Strzegomska: otwarcie w cieniu sporu sądowego (FOTO)
Ul. Strzegomska jest już gotowa w całości, właśnie kończono malowanie pasów. Remont drogi pochłonął 16 mln 900 tys. zł, z czego ponad 13 mln zł wyłożył urząd marszałkowski.
Blaski inwestycji...
- Bardzo cieszę się z zakończenia tego najtrudniejszego projektu ostatnich lat, choć nie największego. Po wielu przeszkodach oddajemy do użytku ukończoną Strzegomską. Ta budowa miała niełatwe losy, podziękowaliśmy jednemu z wykonawców – powiedział podczas otwarcia prezydent Wałbrzycha Roman Szełemej. – Wszystko, co piękne, rodzi się w bólach – dodał marszałek Cezary Przybylski. – To dobrze, że gmina przejęła zadania województwa w kwestii remontu tej drogi i dopilnowała go na miejscu. Warto podkreślić, że był to remont o charakterze kompleksowym, wymieniono całą infrastrukturę podziemną, zbudowano ścieżki rowerowe. Dzięki niej region otwarł się na turystykę, pojawiły się tu nowe możliwości aktywnego spędzania czasu wolnego.

━━━━━━━━━━━━━━━━━━━━━━━━━━━━━━

Zadania do wykonania ::
(a) Zapisz dokładnie część fragmentu, zaczynając od słów „Ul. Strzegomska jest” i przechodząc dalej aż do słów „wyłożył urząd marszałkowski.”.
(b) Na podstawie fragmentu wyjaśnij w jednym do trzech zdań, dlaczego marszałek nazwał remont ul. Strzegomskiej kompleksowym.
(c) Akapit z fragmentu zaczynający się od słów „Ul. Strzegomska jest już gotowa” przedstaw w formie listy, zachowując jego najważniejsze fakty.
Zestawienie nie jest potrzebne do pracy z fragmentem.

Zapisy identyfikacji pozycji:
━━━━━━━━━━━━━━━━━━━━━━━━━━━━━━

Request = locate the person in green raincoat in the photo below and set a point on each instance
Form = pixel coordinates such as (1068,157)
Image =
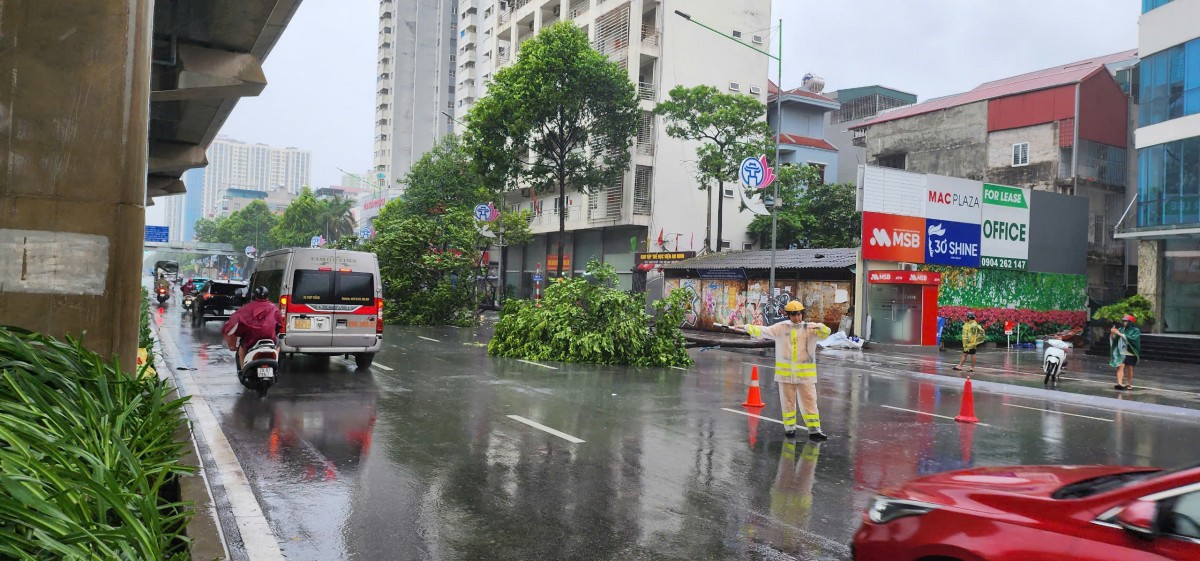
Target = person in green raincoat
(1125,349)
(972,337)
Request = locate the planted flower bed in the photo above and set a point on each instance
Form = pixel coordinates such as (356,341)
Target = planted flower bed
(89,463)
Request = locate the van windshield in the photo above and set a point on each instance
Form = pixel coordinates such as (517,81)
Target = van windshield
(333,288)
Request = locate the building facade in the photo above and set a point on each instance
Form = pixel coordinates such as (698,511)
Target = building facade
(802,132)
(658,205)
(234,164)
(415,83)
(1167,219)
(1062,130)
(856,106)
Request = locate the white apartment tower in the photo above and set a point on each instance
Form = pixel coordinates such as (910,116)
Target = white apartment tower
(660,49)
(234,164)
(414,84)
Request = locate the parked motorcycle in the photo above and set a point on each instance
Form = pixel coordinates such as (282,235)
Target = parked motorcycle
(1054,360)
(261,367)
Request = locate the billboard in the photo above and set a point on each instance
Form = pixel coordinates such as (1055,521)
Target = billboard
(1006,227)
(949,242)
(891,237)
(953,199)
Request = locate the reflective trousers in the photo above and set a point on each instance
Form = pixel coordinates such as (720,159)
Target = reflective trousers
(805,394)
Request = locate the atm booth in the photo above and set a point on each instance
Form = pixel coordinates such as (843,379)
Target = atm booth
(901,307)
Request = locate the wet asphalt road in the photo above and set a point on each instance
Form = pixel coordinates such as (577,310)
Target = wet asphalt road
(418,458)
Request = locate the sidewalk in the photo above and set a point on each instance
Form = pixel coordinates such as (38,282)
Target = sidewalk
(1155,382)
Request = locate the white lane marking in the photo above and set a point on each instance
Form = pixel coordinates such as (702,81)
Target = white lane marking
(753,415)
(931,415)
(1060,412)
(543,427)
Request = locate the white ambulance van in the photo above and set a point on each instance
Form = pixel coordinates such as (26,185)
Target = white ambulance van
(331,301)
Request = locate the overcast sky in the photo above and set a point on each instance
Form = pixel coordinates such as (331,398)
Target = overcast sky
(322,73)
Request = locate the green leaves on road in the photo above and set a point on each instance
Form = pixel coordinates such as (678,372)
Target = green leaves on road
(586,319)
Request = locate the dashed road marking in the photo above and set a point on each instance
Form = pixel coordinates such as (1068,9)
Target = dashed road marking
(1060,412)
(929,414)
(543,427)
(753,415)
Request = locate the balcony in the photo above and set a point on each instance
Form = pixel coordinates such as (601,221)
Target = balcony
(651,35)
(647,91)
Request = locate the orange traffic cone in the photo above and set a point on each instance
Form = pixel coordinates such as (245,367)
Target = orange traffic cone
(754,399)
(966,411)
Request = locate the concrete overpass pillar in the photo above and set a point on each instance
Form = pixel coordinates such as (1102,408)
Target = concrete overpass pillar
(75,90)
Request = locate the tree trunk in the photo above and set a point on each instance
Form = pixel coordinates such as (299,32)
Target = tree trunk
(720,212)
(708,222)
(562,223)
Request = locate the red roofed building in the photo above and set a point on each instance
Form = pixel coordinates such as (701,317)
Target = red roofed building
(803,139)
(1063,128)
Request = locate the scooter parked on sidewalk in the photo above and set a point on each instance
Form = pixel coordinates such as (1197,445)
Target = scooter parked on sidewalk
(261,367)
(1054,360)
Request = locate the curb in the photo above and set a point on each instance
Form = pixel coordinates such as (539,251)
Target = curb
(244,532)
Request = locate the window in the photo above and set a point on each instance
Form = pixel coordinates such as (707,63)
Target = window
(1181,516)
(1020,154)
(892,161)
(820,168)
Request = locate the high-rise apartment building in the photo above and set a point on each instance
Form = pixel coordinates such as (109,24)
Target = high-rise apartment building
(1167,218)
(234,164)
(659,205)
(415,83)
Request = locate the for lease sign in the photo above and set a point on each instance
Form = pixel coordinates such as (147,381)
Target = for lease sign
(1005,228)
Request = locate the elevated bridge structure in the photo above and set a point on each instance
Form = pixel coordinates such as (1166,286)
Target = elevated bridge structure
(108,103)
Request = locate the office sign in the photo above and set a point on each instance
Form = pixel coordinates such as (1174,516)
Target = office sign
(1006,227)
(952,243)
(891,237)
(953,199)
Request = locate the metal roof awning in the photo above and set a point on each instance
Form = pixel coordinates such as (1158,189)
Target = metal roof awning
(760,259)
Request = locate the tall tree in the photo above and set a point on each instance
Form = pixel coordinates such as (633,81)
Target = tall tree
(730,128)
(336,216)
(443,179)
(562,115)
(300,222)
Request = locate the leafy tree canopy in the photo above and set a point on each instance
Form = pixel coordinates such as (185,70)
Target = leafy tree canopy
(562,115)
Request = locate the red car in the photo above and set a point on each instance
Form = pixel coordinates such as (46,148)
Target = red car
(1037,513)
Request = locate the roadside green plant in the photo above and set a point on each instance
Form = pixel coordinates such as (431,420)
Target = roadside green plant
(587,319)
(1137,306)
(89,460)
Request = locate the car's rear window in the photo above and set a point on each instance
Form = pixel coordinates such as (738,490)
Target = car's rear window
(333,288)
(226,289)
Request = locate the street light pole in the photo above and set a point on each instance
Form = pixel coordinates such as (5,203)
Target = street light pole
(779,131)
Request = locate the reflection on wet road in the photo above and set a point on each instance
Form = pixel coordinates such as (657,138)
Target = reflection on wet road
(430,454)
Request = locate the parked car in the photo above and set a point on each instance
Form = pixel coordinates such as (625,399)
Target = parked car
(219,301)
(1037,513)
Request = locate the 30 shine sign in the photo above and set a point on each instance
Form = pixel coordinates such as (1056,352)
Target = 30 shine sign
(1005,228)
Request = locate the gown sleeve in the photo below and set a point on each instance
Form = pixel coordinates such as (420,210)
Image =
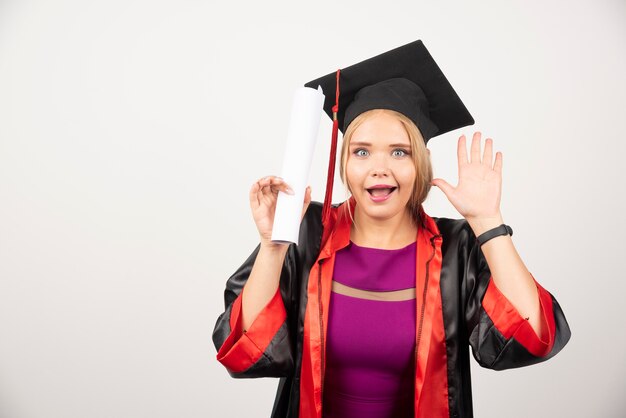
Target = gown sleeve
(266,348)
(499,336)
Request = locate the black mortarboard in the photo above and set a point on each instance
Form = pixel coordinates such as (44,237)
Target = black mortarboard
(405,79)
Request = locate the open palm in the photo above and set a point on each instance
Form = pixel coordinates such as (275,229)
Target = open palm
(477,194)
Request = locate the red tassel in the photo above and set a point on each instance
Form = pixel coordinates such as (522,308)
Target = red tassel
(331,168)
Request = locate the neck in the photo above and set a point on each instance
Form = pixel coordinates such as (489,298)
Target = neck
(391,233)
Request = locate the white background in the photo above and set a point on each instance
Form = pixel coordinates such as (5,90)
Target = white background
(131,131)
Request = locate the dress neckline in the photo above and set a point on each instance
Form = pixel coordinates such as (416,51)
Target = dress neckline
(372,249)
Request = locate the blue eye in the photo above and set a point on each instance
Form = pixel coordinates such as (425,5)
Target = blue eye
(402,151)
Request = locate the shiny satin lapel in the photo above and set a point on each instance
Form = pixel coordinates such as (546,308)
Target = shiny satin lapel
(428,268)
(318,301)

━━━━━━━━━━━━━━━━━━━━━━━━━━━━━━

Odpowiedzi do zadań ::
(a)
Ul. Strzegomska jest już gotowa w całości, właśnie kończono malowanie pasów. Remont drogi pochłonął 16 mln 900 tys. zł, z czego ponad 13 mln zł wyłożył urząd marszałkowski.

(b) Remont nazwano kompleksowym, ponieważ wymieniono w nim całą infrastrukturę podziemną i zbudowano ścieżki rowerowe.

(c)
- Ul. Strzegomska jest gotowa w całości, a malowanie pasów właśnie się kończyło.
- Remont drogi kosztował 16 mln 900 tys. zł.
- Ponad 13 mln zł z tej kwoty wyłożył urząd marszałkowski.